## TEKS YANG DITAMPILKAN
________________
Untuk menggambarkan kecanduan dan ketergantungan masyarakat modern era digital terhadap gawai atau internet kiranya tepat jika kita meminjam terminology slogan “aku berfikir, maka aku ada” atau dalam bahasa latinnya "Cogito ergo sum", adalah pernyataan seorang filsuf besar Descartes yang menggambarkan bahwa seseorang akan berada dalam kesadaran ketika ia berfikir. Atau ketika aku berfikir maka aku ada. Namun sebaliknya, jika seseorang tidak menggunakan fikirannya, maka ia pun berada dalam ketidaksadaran.
Slogan filsuf tersebut sepertinya berlaku pula dengan
kehidupan manusia modern yang aktivitas kesehariannya selalu tidak lepas dari
gawai atau teknologi digital dengan berbagai aplikasi yang menyihir kita,
terutama seperti aplikasi game. Kita merasa kehilangan sesuatu jika satu jam
saja tidak berselancar di internet, entah itu bermain di media sosial, game
online atau sekedar pemenuhan hobi searching informasi. Ada kehampaan yang
mendalam didalam fikiran dan sanubari kita. Persanaan inilah yang kiranya
menggambarkan slogan manusia modern era digital yakni “aku online maka aku
ada”. Jika aku tak online, maka aku hampa dan gunda gulana.
Di era teknologi digital yang berkembang pesat
sebagai konsekuensi perkembangan sains dan tekologi informasi telah merubah
banyak tata budaya peradaban manusia. Fenomena kecanggihan teknologi yang terus
bermunculan sesungguhnya juga menyisakan problem yang menjelma menjadi
persoalan kompleks masyarakat modern. Dengan kemajuan teknologi informasi,
dimana dewasa ini setiap orang memiliki gawai (smart phone) yang menjadikan
kita sibuk dengan dunianya sendiri, sehingga benarlah bahwa semakin kebelakang
kemajuan teknologi menjadikan manusia semakin individualis dan semakin
terkikisnya interaksi sosial.
Terkait kasus kemajuan teknologi, baru-baru ini kita
dikagetkan oleh rilis mobile game yang bernama Pokemon GO. Di Harian Radar
Cirebon edisi minggu (17 Juli 2016) kemarin memuat berita Pokemon GO di halaman
utamanya. Pokemon GO yang dirilis sejak Juli lalu di AS, Australia dan Selandia
baru serta 13 Juli di Eropa adalah permainan canggih terkini yang kehadirannya
bahkan mampu menggeser popularitas media sosial mainstream yang banyak digemari
penikmat online seperti Instagram dan medosos popular lainnya.
________________
## DAFTAR MATERI
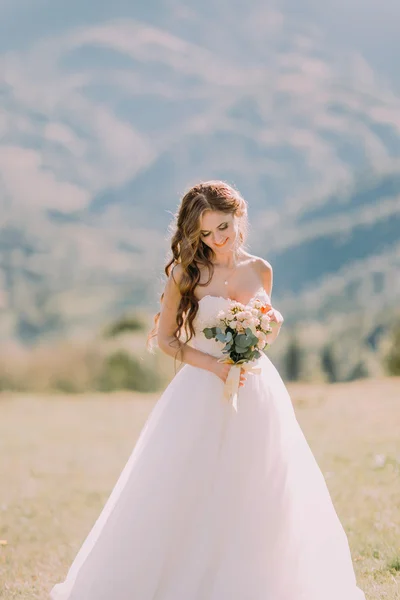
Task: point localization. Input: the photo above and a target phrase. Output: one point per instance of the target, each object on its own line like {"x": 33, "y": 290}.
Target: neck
{"x": 228, "y": 262}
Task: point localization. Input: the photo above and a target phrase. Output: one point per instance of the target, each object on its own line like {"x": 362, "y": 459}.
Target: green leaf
{"x": 241, "y": 340}
{"x": 208, "y": 332}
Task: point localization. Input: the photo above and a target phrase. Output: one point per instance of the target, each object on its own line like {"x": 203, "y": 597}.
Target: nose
{"x": 219, "y": 239}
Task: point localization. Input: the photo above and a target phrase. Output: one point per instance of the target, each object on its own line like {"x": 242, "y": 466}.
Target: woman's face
{"x": 219, "y": 231}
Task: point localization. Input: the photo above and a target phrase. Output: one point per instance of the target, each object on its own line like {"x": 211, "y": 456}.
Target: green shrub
{"x": 121, "y": 370}
{"x": 125, "y": 324}
{"x": 293, "y": 360}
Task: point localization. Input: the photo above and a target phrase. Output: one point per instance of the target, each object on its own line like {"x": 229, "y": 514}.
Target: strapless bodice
{"x": 209, "y": 307}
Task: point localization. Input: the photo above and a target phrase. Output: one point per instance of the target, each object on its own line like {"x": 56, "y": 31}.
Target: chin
{"x": 227, "y": 247}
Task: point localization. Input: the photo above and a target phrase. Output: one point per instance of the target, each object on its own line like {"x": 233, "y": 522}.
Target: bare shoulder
{"x": 177, "y": 273}
{"x": 264, "y": 271}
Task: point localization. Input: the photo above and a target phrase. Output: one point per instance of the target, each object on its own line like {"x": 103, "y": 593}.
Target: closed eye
{"x": 220, "y": 227}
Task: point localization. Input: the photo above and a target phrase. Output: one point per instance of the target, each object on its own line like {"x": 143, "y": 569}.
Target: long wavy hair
{"x": 190, "y": 251}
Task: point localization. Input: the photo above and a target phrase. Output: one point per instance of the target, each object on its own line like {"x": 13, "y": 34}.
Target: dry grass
{"x": 60, "y": 457}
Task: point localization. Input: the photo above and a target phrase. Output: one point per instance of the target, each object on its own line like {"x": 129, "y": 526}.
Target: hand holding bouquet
{"x": 243, "y": 330}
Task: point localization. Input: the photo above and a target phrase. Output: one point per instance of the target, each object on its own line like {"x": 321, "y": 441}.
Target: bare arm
{"x": 267, "y": 276}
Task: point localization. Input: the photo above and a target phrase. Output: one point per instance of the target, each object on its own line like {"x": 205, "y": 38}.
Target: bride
{"x": 215, "y": 503}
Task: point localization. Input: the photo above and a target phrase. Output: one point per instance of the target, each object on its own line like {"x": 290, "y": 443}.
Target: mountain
{"x": 107, "y": 120}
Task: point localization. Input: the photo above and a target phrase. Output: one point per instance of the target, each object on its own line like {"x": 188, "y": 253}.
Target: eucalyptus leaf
________________
## KETENTUAN TUGAS
Teruskan tulisan tentang kecanduan gawai di era digital dan kemunculan Pokemon GO, dimulai tepat sesudah kalimat terakhirnya.

## HASIL TUGAS
Disebutkan bahwa keunikan game yang dirilis oleh Niantic Labs dan The Pokemon Company itu
pemain diharuskan bergerak atau berjalan dengan bantuan teknologi GPS.
Teknologi augmented reality (AR), yang membuat pemain bisa melihat pokemon di
layar smartphone seolah berada di dunai nyata, menjadi magnet tersendiri. Ada
beberapa hal yang membuat pokemon GO semakin di incar para gamer. Dengan
sisitem GPS , pemain game bisa menemukan pokemon, PokeStop dan gym. Lokasi
ketiganya diwakili sebua landmark di daerah: bisa berupa patung, kantor,
lapangan, taman dan tempat lainnya yang harus dicapai dengan berjalan atau
didekati. Oleh karena itu, ketika kita menemukan sekumpulan orang berada di
satu titik sambil sibuk menggerak-gerakan HP, besar kemungkinan mereka sedang
bermain Pokemon GO.
Game pokemon GO adalah sebuah fenomena perkembangan
teknologi dan manusia modern yang patut kita cermati. Dalam perspektif
sosiologis pascamoderenisme, sosiolog Jean Baudrillard, Pokemon GO telah
menciptakan sebentuk simulacra. Yang dimaksud simulakra adalah mekanisme ruang
dimana simulasi (dalam hal ini perburaun pokemon) dilangskungkan. Merujuk pada
simulasi karya Baudrillard, Pokemon GO bisa dikategorikan simulacra yang lahir
sebagai konsekuensi perkembangan sain dan teknologi komunikasi. Dalam hal ini
simulakra menjadi lahan segala silang sengkarut tanda, citra dan simbol budaya.
Dalam mekanisme simulasi itu, manusia terjebak dalam realitas yang dianggap
nyata. Padahal sesungguhnya semuanya semu dan penuh rekayasa. (Hidayat: 2012 dalam Udji Kayang A Supriyanto:
2016).
Sesungguhnya fenomena ketergantungan manusia modern
terhadap kecanggihan game hanyalah mendapatkan kepuasan semu (hampa) didalam layar gawai yang kita terus plototi
sambil menunduk melihat gawai. Sehingga dalam kondisi demikain manusia akan
terus terkungkung dalam dunia imajiner yang jauh dari realitas yang sebenarnya.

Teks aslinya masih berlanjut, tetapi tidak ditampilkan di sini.